*** Opening of The data ***

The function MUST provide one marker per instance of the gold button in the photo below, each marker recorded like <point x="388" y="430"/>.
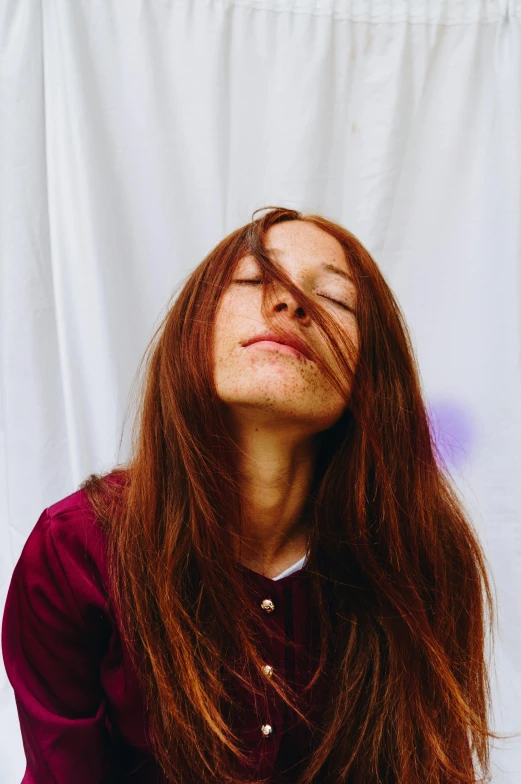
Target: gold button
<point x="267" y="605"/>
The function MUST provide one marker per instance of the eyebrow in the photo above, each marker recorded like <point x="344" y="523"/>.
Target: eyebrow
<point x="337" y="271"/>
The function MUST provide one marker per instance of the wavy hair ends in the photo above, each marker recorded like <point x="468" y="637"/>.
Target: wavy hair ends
<point x="391" y="545"/>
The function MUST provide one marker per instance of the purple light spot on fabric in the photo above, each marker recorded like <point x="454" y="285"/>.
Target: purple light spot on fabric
<point x="453" y="430"/>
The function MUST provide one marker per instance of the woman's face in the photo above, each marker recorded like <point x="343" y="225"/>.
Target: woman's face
<point x="261" y="383"/>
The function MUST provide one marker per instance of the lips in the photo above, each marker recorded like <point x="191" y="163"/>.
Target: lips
<point x="287" y="339"/>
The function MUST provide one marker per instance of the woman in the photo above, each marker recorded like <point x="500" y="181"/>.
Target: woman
<point x="281" y="583"/>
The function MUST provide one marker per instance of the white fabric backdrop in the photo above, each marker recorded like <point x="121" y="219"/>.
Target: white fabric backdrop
<point x="135" y="135"/>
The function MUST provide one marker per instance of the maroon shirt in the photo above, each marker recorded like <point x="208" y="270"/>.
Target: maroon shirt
<point x="79" y="703"/>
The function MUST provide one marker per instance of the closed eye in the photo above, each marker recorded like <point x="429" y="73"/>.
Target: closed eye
<point x="326" y="296"/>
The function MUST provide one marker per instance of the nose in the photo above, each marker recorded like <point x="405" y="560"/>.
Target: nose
<point x="284" y="300"/>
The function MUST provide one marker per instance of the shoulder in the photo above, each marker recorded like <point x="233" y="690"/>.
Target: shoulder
<point x="66" y="549"/>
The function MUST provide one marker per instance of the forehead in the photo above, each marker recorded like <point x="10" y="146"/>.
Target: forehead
<point x="298" y="241"/>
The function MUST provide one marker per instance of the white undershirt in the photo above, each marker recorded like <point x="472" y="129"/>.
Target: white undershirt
<point x="295" y="567"/>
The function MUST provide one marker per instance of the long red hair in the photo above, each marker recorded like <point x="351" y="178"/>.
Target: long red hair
<point x="391" y="544"/>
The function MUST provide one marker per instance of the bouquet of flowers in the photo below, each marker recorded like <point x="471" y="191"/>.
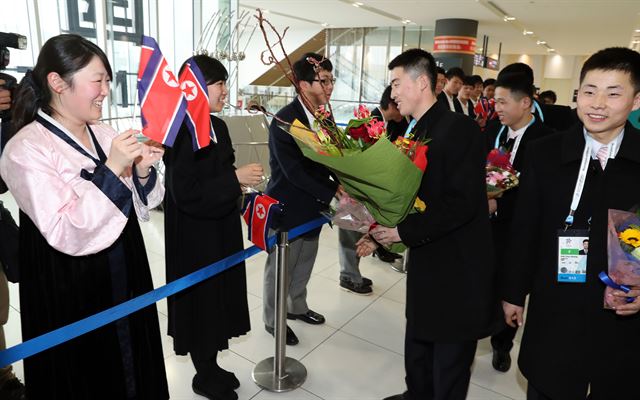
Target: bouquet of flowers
<point x="623" y="246"/>
<point x="500" y="173"/>
<point x="383" y="176"/>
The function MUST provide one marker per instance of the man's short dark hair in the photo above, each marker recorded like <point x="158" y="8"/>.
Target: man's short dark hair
<point x="518" y="83"/>
<point x="417" y="62"/>
<point x="548" y="94"/>
<point x="455" y="72"/>
<point x="304" y="69"/>
<point x="386" y="99"/>
<point x="477" y="79"/>
<point x="615" y="59"/>
<point x="488" y="82"/>
<point x="468" y="81"/>
<point x="520" y="68"/>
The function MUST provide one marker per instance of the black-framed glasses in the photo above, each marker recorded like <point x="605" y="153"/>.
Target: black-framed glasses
<point x="326" y="81"/>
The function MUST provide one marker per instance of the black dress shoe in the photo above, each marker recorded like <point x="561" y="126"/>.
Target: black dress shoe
<point x="212" y="390"/>
<point x="228" y="378"/>
<point x="292" y="339"/>
<point x="385" y="255"/>
<point x="310" y="317"/>
<point x="501" y="360"/>
<point x="400" y="396"/>
<point x="357" y="288"/>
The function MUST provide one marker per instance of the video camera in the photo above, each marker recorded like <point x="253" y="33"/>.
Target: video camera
<point x="15" y="41"/>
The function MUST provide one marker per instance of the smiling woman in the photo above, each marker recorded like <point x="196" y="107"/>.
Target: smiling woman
<point x="81" y="250"/>
<point x="202" y="226"/>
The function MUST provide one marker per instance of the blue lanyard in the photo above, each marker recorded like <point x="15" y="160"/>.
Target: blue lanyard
<point x="412" y="124"/>
<point x="497" y="143"/>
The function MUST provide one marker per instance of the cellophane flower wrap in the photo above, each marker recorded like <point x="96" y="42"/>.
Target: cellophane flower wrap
<point x="623" y="248"/>
<point x="350" y="214"/>
<point x="500" y="175"/>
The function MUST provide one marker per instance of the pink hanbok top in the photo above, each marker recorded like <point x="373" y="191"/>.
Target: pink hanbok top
<point x="45" y="175"/>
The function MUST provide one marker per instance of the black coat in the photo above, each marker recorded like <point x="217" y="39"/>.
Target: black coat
<point x="506" y="202"/>
<point x="450" y="280"/>
<point x="568" y="336"/>
<point x="442" y="98"/>
<point x="559" y="117"/>
<point x="303" y="186"/>
<point x="202" y="226"/>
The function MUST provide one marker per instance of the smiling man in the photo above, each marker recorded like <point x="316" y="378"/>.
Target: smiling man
<point x="303" y="186"/>
<point x="517" y="128"/>
<point x="450" y="298"/>
<point x="573" y="347"/>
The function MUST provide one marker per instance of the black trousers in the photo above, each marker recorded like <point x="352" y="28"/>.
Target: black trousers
<point x="503" y="340"/>
<point x="435" y="370"/>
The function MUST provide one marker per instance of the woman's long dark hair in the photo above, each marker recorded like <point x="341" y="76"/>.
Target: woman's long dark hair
<point x="65" y="54"/>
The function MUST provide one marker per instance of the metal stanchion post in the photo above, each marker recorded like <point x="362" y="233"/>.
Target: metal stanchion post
<point x="401" y="265"/>
<point x="280" y="373"/>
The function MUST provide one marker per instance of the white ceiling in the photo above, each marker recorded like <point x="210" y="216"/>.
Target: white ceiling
<point x="571" y="27"/>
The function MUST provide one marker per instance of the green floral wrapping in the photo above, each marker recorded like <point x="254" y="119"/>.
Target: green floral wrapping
<point x="381" y="177"/>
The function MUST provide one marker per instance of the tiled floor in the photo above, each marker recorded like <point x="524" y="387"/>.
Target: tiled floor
<point x="357" y="354"/>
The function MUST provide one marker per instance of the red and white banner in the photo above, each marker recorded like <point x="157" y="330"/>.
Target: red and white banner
<point x="454" y="44"/>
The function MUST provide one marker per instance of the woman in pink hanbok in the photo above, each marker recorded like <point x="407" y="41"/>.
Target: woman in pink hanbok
<point x="81" y="188"/>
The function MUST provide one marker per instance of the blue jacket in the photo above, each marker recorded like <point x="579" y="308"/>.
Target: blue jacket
<point x="303" y="186"/>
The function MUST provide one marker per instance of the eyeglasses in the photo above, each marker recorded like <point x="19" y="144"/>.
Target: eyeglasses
<point x="326" y="81"/>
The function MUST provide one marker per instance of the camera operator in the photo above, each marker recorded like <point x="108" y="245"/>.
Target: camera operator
<point x="10" y="386"/>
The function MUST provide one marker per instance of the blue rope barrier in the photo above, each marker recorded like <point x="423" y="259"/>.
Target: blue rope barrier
<point x="73" y="330"/>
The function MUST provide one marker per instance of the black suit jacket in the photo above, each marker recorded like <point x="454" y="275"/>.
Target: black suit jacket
<point x="566" y="322"/>
<point x="506" y="203"/>
<point x="442" y="97"/>
<point x="303" y="186"/>
<point x="559" y="117"/>
<point x="394" y="129"/>
<point x="451" y="251"/>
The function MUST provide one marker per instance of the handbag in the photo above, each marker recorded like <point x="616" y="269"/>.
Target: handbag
<point x="9" y="241"/>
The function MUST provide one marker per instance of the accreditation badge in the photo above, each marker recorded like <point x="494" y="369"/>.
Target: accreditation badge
<point x="573" y="246"/>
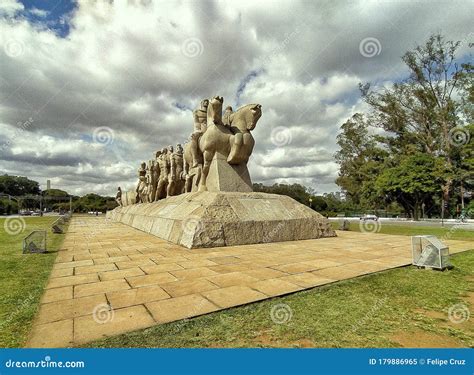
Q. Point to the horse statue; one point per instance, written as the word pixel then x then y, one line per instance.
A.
pixel 233 139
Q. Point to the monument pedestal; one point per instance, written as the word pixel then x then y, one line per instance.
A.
pixel 211 219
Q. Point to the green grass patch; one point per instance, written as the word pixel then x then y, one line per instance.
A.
pixel 361 312
pixel 448 233
pixel 23 278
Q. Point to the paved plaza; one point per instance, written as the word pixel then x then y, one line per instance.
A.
pixel 110 278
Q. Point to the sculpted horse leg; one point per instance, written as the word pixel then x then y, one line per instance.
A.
pixel 236 143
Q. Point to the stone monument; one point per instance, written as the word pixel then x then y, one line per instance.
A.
pixel 201 196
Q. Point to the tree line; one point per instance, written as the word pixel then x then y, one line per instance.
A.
pixel 413 147
pixel 21 193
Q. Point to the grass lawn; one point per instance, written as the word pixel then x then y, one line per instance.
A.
pixel 404 307
pixel 450 233
pixel 22 278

*** Close of The data ***

**Problem description**
Count how many lines in the data above include the string "below", and write only that number.

**Worked solution**
2